Even where a record seems odd, copy it exactly as it appears below.

━━━━━ Entries provided ━━━━━

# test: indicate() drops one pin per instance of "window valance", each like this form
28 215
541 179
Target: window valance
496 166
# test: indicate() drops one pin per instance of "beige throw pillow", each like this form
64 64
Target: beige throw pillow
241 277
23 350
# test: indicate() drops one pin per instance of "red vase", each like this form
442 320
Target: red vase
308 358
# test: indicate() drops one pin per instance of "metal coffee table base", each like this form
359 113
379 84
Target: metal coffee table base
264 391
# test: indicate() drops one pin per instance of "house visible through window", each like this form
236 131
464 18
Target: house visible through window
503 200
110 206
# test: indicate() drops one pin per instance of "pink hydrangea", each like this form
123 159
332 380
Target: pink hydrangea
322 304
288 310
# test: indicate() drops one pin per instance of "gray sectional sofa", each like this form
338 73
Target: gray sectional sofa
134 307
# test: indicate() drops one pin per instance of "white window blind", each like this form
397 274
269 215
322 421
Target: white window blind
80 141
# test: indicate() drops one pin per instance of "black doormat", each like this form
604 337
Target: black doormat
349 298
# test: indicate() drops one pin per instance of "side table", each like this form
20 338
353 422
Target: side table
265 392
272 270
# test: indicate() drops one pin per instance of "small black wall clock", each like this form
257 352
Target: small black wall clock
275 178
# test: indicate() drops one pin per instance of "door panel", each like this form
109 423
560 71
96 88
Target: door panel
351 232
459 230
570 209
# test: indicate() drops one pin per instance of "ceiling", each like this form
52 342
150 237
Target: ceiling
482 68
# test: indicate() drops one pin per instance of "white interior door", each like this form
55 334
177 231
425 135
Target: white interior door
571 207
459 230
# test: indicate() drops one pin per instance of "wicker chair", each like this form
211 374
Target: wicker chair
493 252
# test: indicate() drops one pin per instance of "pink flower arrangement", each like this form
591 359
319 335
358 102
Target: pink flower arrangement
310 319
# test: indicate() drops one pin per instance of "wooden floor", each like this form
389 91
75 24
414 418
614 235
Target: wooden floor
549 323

━━━━━

Result for this task
# test: indicate() drops one pin per instance of "window valance", each like this form
28 215
541 179
Target: window valance
496 166
# test: indicate() drops one pin per instance of "beige throw pillow", each like this form
64 64
Target: beige throw pillow
241 277
23 350
# test: indicate() drops one pin per instance of "red vase", each like this form
442 320
Target: red vase
308 358
# test: indicate() drops one pin per instance of "metal coffee table base", each like this form
359 113
379 84
Target: metal coffee table base
264 391
# test: indicate() drops one pin per instance of "house visible through window", each like this form
236 131
464 18
Target: house visible through window
503 200
110 206
# test: indicate() drops one pin per instance of "pink hydrangea", each like this form
123 159
332 380
Target: pink hydrangea
322 304
288 310
# test: indicate() drops one pin per instance of "gray sectional sofa", each like this form
338 73
Target: gray sectional sofa
134 307
# test: indicate() drops one pin per instance of "white window blind", each like this form
397 274
269 215
322 421
Target: white window blind
80 141
# test: indicate() drops one pin per instance of "black doormat", each like this form
604 337
Target: black doormat
349 298
# test: indicate() drops one pin per instance of "side table", each like this form
20 338
353 422
Target: side table
265 392
272 270
# test: indicate() drops one pin per instance of "small black wall clock", each like this form
257 352
Target: small black wall clock
275 178
# test: indicate() drops one pin per instance of "door panel", each like this form
109 423
560 71
96 88
Target: door panel
351 232
459 230
570 209
# test: indicate() drops one pin per instance of "ceiling", each like this form
52 342
150 237
Target: ceiling
482 68
# test: indicate() drops one pin per instance of "white interior door", each like this form
55 334
177 231
425 135
Target: white interior door
571 207
459 230
# test: indicate() drops one pin per instance of "wicker chair", each like this form
211 374
Target: wicker chair
493 252
# test: indicate() drops one pin per instance of "pink flower arrangement", each like this form
591 359
319 335
358 102
Target: pink flower arrangement
310 319
# test: indicate() drops one pin per instance of "wooden floor", each like this form
389 91
75 24
414 418
614 235
Target: wooden floor
549 323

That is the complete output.